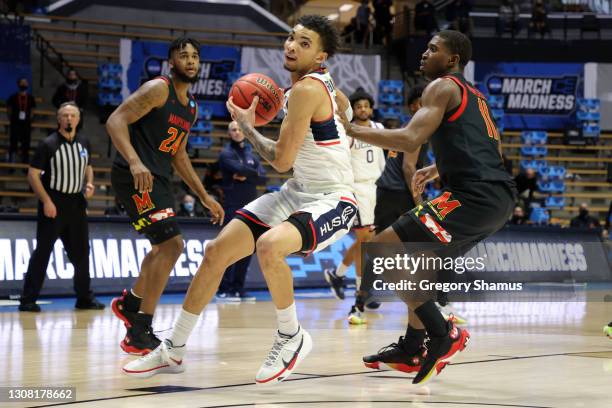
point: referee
(56, 174)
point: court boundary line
(318, 376)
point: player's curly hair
(326, 30)
(457, 43)
(361, 94)
(180, 43)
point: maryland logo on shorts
(443, 205)
(143, 203)
(161, 214)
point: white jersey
(323, 163)
(368, 161)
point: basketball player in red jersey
(312, 210)
(476, 201)
(150, 131)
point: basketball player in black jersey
(477, 198)
(150, 131)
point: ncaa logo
(494, 84)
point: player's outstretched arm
(303, 101)
(152, 94)
(435, 103)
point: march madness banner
(528, 254)
(144, 60)
(536, 95)
(116, 252)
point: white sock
(287, 320)
(341, 270)
(182, 328)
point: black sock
(131, 302)
(432, 319)
(418, 335)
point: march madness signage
(513, 254)
(536, 95)
(144, 60)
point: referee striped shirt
(63, 163)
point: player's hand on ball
(49, 209)
(242, 116)
(143, 179)
(215, 209)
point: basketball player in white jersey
(313, 209)
(368, 162)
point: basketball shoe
(140, 339)
(286, 354)
(164, 359)
(405, 356)
(441, 350)
(125, 307)
(357, 315)
(336, 283)
(449, 313)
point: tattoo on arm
(265, 146)
(142, 103)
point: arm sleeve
(41, 156)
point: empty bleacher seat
(390, 99)
(391, 86)
(389, 112)
(554, 202)
(539, 215)
(200, 142)
(534, 151)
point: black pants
(70, 225)
(235, 275)
(20, 132)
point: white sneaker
(286, 354)
(164, 359)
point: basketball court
(520, 355)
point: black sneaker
(118, 306)
(440, 350)
(89, 304)
(29, 307)
(400, 356)
(335, 282)
(140, 339)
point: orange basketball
(270, 96)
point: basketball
(270, 96)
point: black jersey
(466, 144)
(157, 136)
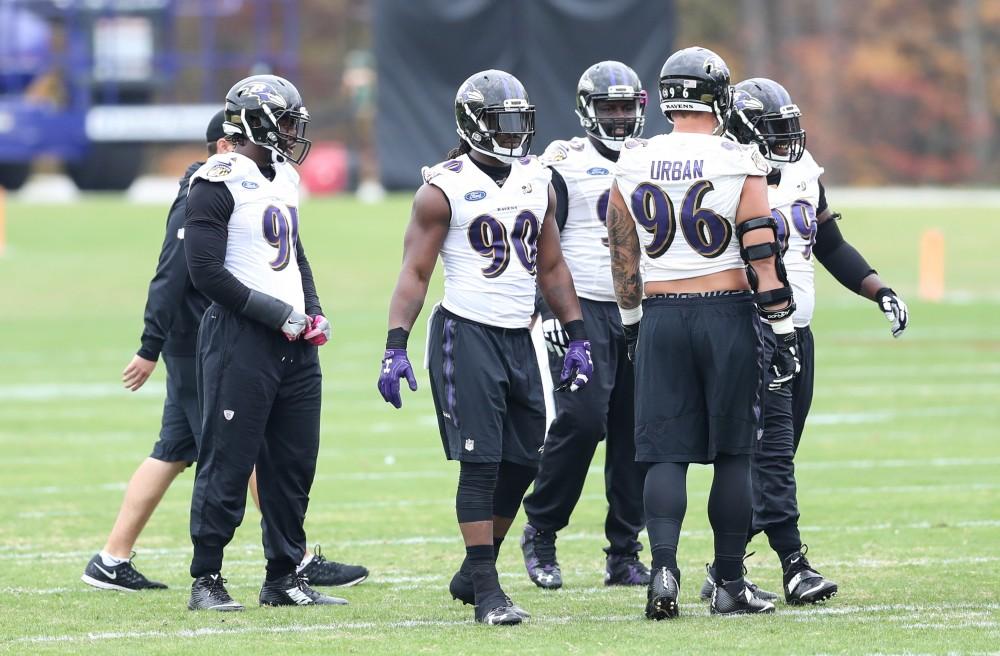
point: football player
(765, 117)
(488, 210)
(691, 208)
(610, 102)
(173, 309)
(258, 368)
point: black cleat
(123, 577)
(709, 586)
(294, 590)
(803, 584)
(498, 610)
(209, 593)
(735, 598)
(625, 570)
(539, 550)
(461, 589)
(661, 596)
(321, 571)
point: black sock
(277, 569)
(665, 502)
(729, 511)
(479, 559)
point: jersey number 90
(489, 238)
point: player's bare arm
(424, 236)
(429, 221)
(554, 278)
(624, 244)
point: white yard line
(910, 614)
(31, 551)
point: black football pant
(261, 405)
(776, 509)
(605, 407)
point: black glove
(894, 309)
(631, 339)
(785, 361)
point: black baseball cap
(215, 131)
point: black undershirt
(498, 174)
(209, 208)
(774, 178)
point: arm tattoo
(624, 244)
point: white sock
(305, 561)
(111, 561)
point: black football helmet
(605, 82)
(494, 115)
(764, 114)
(268, 111)
(696, 80)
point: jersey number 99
(281, 232)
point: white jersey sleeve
(584, 237)
(490, 250)
(794, 201)
(264, 226)
(682, 190)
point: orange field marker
(932, 266)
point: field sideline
(899, 471)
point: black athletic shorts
(487, 390)
(181, 425)
(698, 369)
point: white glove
(894, 310)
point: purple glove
(395, 365)
(578, 367)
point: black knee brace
(474, 499)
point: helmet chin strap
(506, 159)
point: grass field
(899, 472)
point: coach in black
(259, 375)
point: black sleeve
(209, 206)
(308, 285)
(169, 283)
(562, 199)
(841, 259)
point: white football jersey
(588, 175)
(264, 226)
(489, 253)
(682, 189)
(794, 202)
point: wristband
(630, 316)
(397, 338)
(575, 330)
(783, 326)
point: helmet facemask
(779, 135)
(504, 132)
(603, 119)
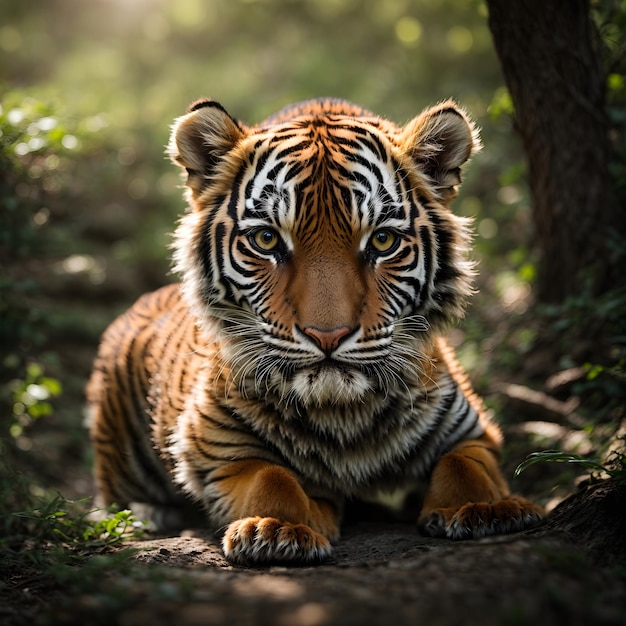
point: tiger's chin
(328, 385)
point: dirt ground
(569, 570)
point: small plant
(615, 467)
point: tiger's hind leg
(274, 520)
(469, 498)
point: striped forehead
(310, 167)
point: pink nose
(327, 339)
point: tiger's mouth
(330, 382)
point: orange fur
(300, 365)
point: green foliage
(615, 467)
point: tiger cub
(299, 366)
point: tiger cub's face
(320, 248)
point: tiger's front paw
(480, 519)
(262, 540)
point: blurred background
(88, 91)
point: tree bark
(552, 69)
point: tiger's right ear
(200, 139)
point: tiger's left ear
(200, 139)
(439, 141)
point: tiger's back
(300, 365)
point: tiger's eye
(265, 239)
(383, 241)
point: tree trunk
(552, 69)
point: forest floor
(571, 570)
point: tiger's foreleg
(274, 520)
(468, 497)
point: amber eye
(265, 239)
(384, 241)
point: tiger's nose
(327, 339)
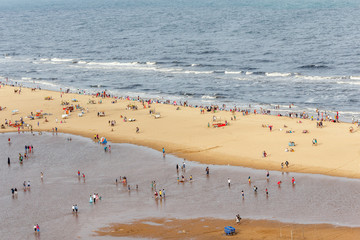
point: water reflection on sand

Given request: Update all of the rows above by replacing each occurrence of "basketball player" with "athlete" and keeping every other line unchanged. Leave the pictures out of your answer.

Completed exercise:
point: referee
(56, 174)
point: court boundary line
(318, 376)
point: player's curly hair
(326, 30)
(457, 43)
(361, 94)
(180, 43)
point: maryland logo on shorts
(443, 205)
(143, 203)
(161, 214)
point: white jersey
(323, 163)
(368, 161)
point: athlete in red jersey
(312, 210)
(476, 201)
(150, 131)
point: athlete in black jersey
(477, 198)
(150, 131)
point: ncaa logo
(494, 84)
point: player's outstretched arm
(303, 101)
(152, 94)
(435, 103)
point: march madness banner
(528, 254)
(144, 60)
(536, 95)
(116, 252)
point: white sock
(287, 320)
(341, 270)
(182, 328)
point: black sock
(131, 302)
(432, 319)
(418, 335)
point: march madness signage
(513, 254)
(536, 95)
(144, 60)
point: referee striped shirt
(63, 163)
point: player's hand on ball
(49, 209)
(242, 116)
(143, 179)
(215, 209)
point: athlete in white jersey
(313, 209)
(368, 162)
point: basketball shoe
(140, 339)
(286, 354)
(164, 359)
(405, 356)
(441, 350)
(125, 307)
(357, 315)
(336, 283)
(449, 313)
point: tattoo on arm
(265, 146)
(142, 103)
point: arm sleeve
(41, 156)
point: empty bleacher seat
(390, 99)
(391, 86)
(389, 112)
(554, 202)
(539, 215)
(200, 142)
(534, 151)
point: black pants
(70, 225)
(235, 275)
(20, 132)
point: white sneaker
(286, 354)
(164, 359)
point: basketball court
(520, 355)
point: black sneaker
(118, 306)
(440, 350)
(89, 304)
(29, 307)
(400, 356)
(335, 282)
(140, 339)
point: orange basketball
(270, 96)
point: basketball
(270, 96)
point: black jersey
(466, 144)
(157, 136)
point: football player
(765, 117)
(488, 210)
(691, 208)
(610, 102)
(173, 309)
(258, 368)
point: black cleat
(123, 577)
(709, 586)
(294, 590)
(803, 584)
(498, 610)
(209, 593)
(735, 598)
(625, 570)
(539, 550)
(461, 589)
(661, 596)
(321, 571)
point: black sock
(277, 569)
(665, 502)
(729, 511)
(479, 559)
point: jersey number 90
(489, 238)
point: player's bare arm
(424, 236)
(429, 221)
(554, 278)
(624, 244)
point: white yard line
(910, 614)
(31, 551)
point: black football pant
(261, 405)
(776, 509)
(605, 407)
point: black glove
(894, 309)
(631, 339)
(785, 361)
point: black baseball cap
(215, 131)
point: black undershirt
(498, 174)
(209, 208)
(774, 178)
point: arm tattoo
(624, 244)
point: white sock
(305, 561)
(111, 561)
point: black football helmet
(605, 82)
(494, 115)
(764, 114)
(268, 111)
(696, 80)
point: jersey number 99
(281, 232)
point: white jersey sleeve
(584, 237)
(490, 250)
(794, 201)
(264, 226)
(682, 190)
point: orange field marker
(932, 266)
point: field sideline
(899, 471)
point: black athletic shorts
(487, 390)
(181, 425)
(698, 369)
point: white glove
(894, 310)
point: purple glove
(395, 365)
(578, 367)
point: black knee brace
(474, 499)
point: helmet chin strap
(506, 159)
point: grass field
(899, 472)
point: coach in black
(259, 375)
point: black sleeve
(209, 206)
(308, 285)
(169, 283)
(562, 199)
(841, 259)
point: white football jersey
(588, 175)
(264, 226)
(489, 253)
(682, 189)
(794, 202)
point: wristband
(630, 316)
(397, 338)
(575, 330)
(783, 326)
point: helmet facemask
(779, 135)
(504, 132)
(603, 119)
point: tiger's chin
(328, 385)
point: dirt ground
(569, 570)
point: small plant
(615, 467)
point: tiger's hind leg
(274, 520)
(469, 498)
point: striped forehead
(310, 167)
point: pink nose
(327, 339)
point: tiger's mouth
(330, 382)
point: orange fur
(300, 365)
point: green foliage
(615, 467)
point: tiger cub
(299, 366)
point: tiger cub's face
(320, 248)
point: tiger's front paw
(480, 519)
(262, 540)
point: blurred background
(88, 91)
point: tree bark
(552, 69)
point: tiger's right ear
(200, 139)
point: tiger's left ear
(200, 139)
(439, 141)
point: tiger's back
(300, 365)
point: tiger's eye
(265, 239)
(383, 241)
point: tree trunk
(552, 69)
point: forest floor
(571, 570)
point: tiger's foreleg
(274, 520)
(468, 497)
point: amber eye
(265, 239)
(384, 241)
point: tiger's nose
(327, 339)
point: water reflection on sand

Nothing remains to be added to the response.